--- START OF PASSAGE PROVIDED ---

The Take-Home Test

Recently I was approached by an internal recruiter looking for someone who dabbles in Cloud, software development, infrastructure and security (so-called "Cloud DevSecOps"). The initial conversations went extremely well and I was moved onto the next stage where I was told my AWS skills would be "assessed."

The Setup

To my surprise, the assessment meant that I would be given a take-home test, which is an odd way to test someone's Cloud security skillset. After all, what could they do, grant me access to their AWS account and start racking up charges as I harden the system? All I was given in the preparatory materials was the idea that I would be integrating a third-party SSO provider into a Web application. Okay, this sounds oddly vague but, in a way, it may have a bit to do with Cloud Security. I set aside what limited free time I have these days and submitted a form that informs me that the test will begin and a timer will start.

--- END OF PASSAGE PROVIDED ---
--- START OF GIVEN RECORDS ---

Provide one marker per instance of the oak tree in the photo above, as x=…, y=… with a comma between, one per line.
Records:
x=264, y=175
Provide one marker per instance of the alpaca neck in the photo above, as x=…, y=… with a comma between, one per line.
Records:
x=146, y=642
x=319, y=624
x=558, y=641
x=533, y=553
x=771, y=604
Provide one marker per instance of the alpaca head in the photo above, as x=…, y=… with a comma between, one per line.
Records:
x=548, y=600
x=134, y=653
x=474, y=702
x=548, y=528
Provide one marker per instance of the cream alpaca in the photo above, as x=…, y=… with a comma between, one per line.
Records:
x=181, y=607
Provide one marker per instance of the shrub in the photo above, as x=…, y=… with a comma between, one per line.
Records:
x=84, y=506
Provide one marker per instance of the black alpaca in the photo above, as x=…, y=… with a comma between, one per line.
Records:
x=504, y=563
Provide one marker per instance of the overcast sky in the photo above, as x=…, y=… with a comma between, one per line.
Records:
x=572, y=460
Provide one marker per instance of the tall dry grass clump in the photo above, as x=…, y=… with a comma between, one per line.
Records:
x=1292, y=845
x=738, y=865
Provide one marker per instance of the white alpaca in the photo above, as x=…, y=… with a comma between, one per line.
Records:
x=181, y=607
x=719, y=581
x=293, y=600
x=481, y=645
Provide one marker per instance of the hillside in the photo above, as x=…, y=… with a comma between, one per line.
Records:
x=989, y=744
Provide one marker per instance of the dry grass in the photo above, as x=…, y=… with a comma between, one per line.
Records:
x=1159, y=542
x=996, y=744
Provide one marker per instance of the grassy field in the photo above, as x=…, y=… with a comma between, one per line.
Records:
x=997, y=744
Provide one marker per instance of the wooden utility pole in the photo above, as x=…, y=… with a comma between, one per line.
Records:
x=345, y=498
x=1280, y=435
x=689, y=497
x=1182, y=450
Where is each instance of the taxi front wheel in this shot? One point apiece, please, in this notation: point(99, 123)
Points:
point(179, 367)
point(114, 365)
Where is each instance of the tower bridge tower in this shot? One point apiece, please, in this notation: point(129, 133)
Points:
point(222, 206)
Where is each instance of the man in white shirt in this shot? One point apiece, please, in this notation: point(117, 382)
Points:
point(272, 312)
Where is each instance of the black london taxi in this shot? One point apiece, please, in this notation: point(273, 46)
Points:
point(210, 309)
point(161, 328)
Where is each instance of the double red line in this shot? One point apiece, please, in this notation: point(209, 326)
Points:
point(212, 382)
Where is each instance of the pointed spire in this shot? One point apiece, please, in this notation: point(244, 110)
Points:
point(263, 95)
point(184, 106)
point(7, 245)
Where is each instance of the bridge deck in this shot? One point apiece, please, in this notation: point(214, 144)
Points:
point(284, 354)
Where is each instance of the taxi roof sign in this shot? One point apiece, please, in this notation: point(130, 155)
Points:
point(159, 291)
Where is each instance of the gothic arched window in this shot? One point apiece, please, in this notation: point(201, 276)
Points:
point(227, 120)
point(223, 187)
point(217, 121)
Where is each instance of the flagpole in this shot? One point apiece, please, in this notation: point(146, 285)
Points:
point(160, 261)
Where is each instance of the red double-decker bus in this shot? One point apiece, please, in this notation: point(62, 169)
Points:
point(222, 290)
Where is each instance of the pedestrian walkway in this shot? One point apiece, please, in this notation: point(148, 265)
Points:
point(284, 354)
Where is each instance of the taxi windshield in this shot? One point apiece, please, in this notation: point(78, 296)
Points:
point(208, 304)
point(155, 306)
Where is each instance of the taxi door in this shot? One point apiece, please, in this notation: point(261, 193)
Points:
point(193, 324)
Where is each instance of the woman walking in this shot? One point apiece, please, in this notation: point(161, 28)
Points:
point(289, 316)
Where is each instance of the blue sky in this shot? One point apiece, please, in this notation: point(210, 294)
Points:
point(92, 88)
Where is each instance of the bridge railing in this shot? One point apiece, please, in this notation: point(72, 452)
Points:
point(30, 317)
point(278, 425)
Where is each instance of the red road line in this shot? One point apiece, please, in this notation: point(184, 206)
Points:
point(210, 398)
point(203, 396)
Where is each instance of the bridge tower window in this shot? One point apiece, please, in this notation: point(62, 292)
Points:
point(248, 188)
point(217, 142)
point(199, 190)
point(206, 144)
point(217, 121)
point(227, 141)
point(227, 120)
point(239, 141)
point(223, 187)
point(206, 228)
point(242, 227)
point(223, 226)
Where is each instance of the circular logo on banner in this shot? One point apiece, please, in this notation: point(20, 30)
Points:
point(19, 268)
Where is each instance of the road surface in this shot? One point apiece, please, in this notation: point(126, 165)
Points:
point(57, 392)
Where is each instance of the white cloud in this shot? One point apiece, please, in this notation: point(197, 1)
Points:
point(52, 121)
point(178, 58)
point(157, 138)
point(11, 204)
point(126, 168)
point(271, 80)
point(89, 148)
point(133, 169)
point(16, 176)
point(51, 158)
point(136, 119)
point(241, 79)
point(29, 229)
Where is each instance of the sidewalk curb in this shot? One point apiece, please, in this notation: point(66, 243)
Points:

--- END OF GIVEN RECORDS ---

### REQUESTS
1. From the post about the take-home test, reproduce the stretch from "To my surprise, the" through "timer will start.".
2. Answer these questions from the take-home test post:
(a) What kind of recruiter made the first approach?
(b) What was the candidate told they would integrate into a Web application?
(c) Besides the test beginning, what does the submitted form say will start?
The material has no connection to the text.

### SOLUTIONS TO EACH TASK
1.
To my surprise, the assessment meant that I would be given a take-home test, which is an odd way to test someone's Cloud security skillset. After all, what could they do, grant me access to their AWS account and start racking up charges as I harden the system? All I was given in the preparatory materials was the idea that I would be integrating a third-party SSO provider into a Web application. Okay, this sounds oddly vague but, in a way, it may have a bit to do with Cloud Security. I set aside what limited free time I have these days and submitted a form that informs me that the test will begin and a timer will start.

2.
(a) An internal recruiter.
(b) A third-party SSO provider.
(c) A timer.